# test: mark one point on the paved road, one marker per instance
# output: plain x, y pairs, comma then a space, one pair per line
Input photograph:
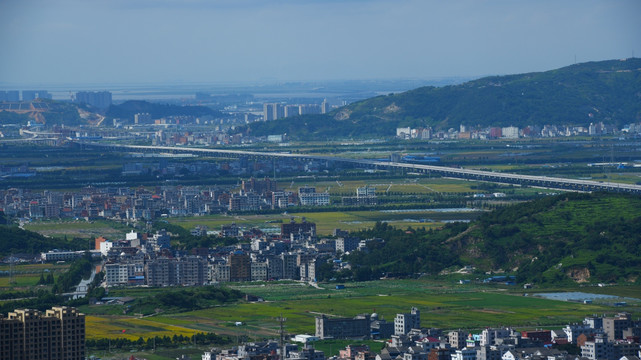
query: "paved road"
531, 180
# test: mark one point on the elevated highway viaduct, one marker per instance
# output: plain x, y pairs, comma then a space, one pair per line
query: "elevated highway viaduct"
490, 176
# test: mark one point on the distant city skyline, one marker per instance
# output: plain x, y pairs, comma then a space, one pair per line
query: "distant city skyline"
253, 41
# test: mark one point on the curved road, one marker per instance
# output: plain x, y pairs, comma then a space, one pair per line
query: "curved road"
531, 180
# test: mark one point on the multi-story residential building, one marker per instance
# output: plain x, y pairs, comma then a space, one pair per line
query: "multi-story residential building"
189, 270
403, 323
99, 99
314, 199
347, 244
221, 273
457, 338
125, 273
613, 327
259, 271
490, 335
510, 132
574, 330
343, 328
598, 349
58, 334
303, 227
239, 266
464, 354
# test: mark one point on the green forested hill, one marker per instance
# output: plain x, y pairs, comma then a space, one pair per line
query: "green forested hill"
570, 237
607, 91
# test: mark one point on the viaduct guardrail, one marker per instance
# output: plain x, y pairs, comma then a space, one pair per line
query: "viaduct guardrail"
506, 178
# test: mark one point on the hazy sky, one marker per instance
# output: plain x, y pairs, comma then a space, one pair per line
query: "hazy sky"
211, 41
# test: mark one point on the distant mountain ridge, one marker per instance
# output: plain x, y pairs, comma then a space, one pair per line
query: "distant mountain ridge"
568, 238
604, 91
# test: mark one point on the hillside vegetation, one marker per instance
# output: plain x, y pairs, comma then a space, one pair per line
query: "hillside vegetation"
607, 91
570, 237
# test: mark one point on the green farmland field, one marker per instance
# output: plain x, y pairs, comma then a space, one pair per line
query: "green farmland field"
442, 305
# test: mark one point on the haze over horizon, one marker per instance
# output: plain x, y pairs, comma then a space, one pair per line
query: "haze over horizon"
199, 41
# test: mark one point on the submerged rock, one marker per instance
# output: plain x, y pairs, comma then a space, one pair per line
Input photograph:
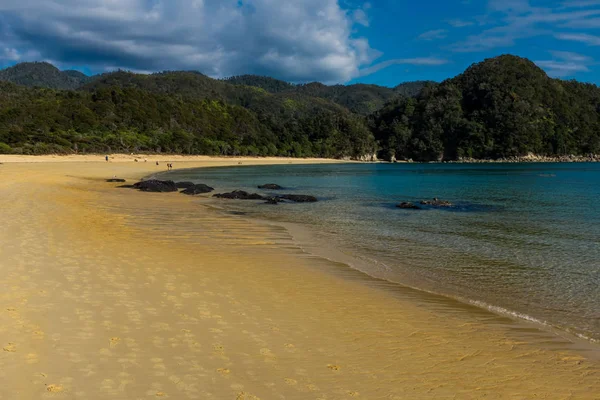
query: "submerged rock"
408, 206
270, 186
197, 189
436, 203
154, 185
298, 198
185, 185
273, 200
239, 195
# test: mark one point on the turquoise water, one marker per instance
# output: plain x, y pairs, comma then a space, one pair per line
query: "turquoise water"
522, 239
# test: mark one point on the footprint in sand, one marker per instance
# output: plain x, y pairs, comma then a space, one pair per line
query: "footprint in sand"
246, 396
54, 388
11, 348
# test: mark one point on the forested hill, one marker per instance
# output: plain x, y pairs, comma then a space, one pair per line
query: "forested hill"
502, 107
177, 112
359, 98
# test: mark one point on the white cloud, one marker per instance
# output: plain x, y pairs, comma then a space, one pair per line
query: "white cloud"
565, 63
590, 40
434, 34
459, 23
423, 61
514, 20
296, 40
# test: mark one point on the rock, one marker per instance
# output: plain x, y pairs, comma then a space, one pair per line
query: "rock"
408, 206
270, 186
197, 189
436, 203
298, 198
239, 195
154, 185
185, 185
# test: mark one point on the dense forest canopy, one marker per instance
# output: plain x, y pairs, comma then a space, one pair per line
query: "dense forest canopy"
501, 107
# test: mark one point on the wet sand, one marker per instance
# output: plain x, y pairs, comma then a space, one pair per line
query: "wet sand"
113, 293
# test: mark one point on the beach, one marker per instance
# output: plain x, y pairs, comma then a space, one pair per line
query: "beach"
114, 293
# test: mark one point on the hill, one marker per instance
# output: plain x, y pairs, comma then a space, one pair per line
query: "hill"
502, 107
176, 112
42, 74
359, 98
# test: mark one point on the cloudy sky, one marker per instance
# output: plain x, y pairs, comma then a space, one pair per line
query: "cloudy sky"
334, 41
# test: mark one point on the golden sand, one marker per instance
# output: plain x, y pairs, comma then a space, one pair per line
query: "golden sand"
114, 294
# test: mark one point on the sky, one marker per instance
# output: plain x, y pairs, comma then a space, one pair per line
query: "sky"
383, 42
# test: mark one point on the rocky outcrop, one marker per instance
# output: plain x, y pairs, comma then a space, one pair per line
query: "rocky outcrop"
408, 206
534, 158
298, 198
239, 195
157, 186
270, 186
197, 189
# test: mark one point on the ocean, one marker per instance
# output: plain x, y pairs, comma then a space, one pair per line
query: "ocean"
520, 239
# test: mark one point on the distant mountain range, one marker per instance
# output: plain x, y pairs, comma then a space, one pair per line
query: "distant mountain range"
359, 98
501, 107
42, 74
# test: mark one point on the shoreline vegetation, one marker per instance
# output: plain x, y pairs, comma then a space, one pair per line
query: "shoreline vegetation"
158, 295
502, 108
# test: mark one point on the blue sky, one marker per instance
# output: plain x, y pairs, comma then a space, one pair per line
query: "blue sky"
333, 41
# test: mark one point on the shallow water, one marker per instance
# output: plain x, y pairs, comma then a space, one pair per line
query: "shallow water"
522, 239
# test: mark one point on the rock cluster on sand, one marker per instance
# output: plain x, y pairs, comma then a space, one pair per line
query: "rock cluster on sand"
242, 195
185, 185
154, 185
197, 189
239, 195
298, 198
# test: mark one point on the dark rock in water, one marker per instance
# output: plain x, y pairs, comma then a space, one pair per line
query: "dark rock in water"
239, 195
198, 189
270, 186
273, 200
436, 203
298, 198
154, 185
408, 206
185, 185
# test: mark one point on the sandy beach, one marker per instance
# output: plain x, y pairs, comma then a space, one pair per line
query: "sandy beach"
111, 293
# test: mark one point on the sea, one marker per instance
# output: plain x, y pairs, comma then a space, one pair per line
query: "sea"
522, 240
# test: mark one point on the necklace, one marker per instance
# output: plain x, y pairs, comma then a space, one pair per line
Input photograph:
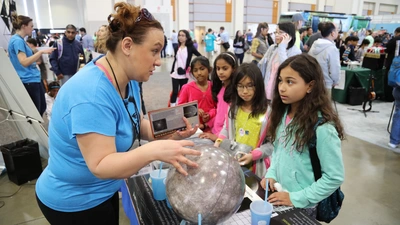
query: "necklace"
242, 130
135, 126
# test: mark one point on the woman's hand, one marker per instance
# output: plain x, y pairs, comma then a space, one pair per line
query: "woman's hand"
174, 152
271, 184
189, 131
206, 117
280, 198
246, 159
207, 135
286, 39
47, 51
201, 112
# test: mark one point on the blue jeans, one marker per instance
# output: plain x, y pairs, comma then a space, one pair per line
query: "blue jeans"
395, 132
36, 92
65, 79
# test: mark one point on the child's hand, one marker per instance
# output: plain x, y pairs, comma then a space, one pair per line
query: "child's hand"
280, 198
206, 117
201, 113
271, 183
246, 159
286, 39
207, 135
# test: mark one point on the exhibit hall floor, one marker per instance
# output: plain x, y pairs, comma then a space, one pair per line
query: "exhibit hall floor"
371, 184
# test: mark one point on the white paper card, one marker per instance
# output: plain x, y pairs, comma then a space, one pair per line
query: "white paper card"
342, 80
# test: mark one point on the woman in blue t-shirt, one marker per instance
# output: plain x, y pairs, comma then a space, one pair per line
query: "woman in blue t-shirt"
24, 61
95, 121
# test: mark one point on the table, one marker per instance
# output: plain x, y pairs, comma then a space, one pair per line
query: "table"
359, 77
142, 209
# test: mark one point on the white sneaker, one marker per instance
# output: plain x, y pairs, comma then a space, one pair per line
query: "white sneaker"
392, 145
394, 148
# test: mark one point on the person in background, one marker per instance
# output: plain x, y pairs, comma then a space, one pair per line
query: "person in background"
347, 50
196, 46
200, 90
102, 35
260, 45
87, 40
393, 93
43, 70
174, 39
224, 70
339, 41
191, 34
370, 38
224, 37
24, 60
238, 44
95, 121
65, 60
378, 42
300, 101
308, 34
298, 22
314, 37
249, 37
277, 54
327, 55
247, 118
180, 67
163, 54
303, 33
209, 39
50, 96
361, 50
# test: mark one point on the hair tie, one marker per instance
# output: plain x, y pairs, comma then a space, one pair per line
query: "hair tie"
225, 53
113, 25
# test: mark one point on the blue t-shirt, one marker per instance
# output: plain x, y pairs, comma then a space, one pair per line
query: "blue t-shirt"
87, 103
249, 36
209, 40
29, 74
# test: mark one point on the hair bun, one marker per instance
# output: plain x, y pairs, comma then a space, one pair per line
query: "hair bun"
114, 25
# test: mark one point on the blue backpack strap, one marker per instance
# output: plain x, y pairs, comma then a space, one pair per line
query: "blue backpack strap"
312, 148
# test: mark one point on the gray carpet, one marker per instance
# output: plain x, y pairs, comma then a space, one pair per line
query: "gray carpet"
157, 91
372, 128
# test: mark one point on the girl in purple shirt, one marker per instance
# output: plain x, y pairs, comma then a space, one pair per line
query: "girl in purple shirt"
225, 66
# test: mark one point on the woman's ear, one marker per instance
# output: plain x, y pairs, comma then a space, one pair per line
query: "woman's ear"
310, 86
126, 45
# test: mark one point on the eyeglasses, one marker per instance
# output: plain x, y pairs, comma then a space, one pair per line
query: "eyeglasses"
280, 33
144, 14
249, 87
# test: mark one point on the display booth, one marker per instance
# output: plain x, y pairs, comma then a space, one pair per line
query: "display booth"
141, 208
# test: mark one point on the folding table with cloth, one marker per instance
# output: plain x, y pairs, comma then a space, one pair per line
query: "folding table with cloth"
359, 77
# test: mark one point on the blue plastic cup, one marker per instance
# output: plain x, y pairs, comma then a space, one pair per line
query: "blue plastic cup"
260, 212
166, 197
158, 185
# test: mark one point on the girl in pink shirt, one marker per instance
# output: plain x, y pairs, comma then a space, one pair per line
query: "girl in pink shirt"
200, 90
225, 66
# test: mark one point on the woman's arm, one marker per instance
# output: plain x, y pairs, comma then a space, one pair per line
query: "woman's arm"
100, 154
330, 156
27, 61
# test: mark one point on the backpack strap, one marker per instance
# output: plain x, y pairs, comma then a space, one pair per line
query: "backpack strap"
312, 148
59, 47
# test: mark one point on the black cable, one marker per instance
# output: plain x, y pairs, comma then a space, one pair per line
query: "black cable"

========

-- GOAL OF THE EXERCISE --
Could you reproduce, exactly, every line above from the line with "# test: mark one point on the sandy" to the line with "# test: mark one point on the necklace, one", and no other line? Both ends count.

-- RESULT FOR THIS EXERCISE --
# test: mark one point on the sandy beach, one marker per instance
# output: plain x, y pairs, comma then a space, one pair per line
query: "sandy beach"
111, 293
# test: mark one point on the sea, one marker per instance
# output: plain x, y pairs, comma then a space, one pair per line
query: "sea"
522, 240
# test: mark one point on the necklace, one marker per instance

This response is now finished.